For the data below, report only the number of lines containing the string "rolled".

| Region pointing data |
*** Begin section ***

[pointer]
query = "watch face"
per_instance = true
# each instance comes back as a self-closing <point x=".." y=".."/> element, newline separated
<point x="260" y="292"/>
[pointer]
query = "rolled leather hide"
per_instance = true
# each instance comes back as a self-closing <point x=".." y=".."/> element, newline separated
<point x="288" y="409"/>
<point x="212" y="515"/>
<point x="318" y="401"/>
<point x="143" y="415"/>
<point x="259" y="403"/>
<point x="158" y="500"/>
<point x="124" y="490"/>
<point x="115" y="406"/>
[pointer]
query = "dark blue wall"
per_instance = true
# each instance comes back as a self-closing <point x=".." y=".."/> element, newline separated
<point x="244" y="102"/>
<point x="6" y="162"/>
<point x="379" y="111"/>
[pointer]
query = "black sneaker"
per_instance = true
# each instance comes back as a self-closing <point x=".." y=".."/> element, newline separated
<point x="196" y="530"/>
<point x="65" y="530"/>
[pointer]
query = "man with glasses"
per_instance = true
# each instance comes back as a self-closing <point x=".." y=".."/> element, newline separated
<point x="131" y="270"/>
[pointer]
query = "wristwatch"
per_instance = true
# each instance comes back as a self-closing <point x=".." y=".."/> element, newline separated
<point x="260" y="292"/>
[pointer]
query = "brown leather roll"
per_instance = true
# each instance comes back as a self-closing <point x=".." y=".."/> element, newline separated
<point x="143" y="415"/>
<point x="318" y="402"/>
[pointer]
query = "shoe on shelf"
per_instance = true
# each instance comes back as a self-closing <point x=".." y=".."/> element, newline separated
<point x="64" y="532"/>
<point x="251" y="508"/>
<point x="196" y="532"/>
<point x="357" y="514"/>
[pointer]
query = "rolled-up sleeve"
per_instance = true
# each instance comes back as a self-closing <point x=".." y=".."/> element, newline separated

*** End section ***

| TASK ANSWER |
2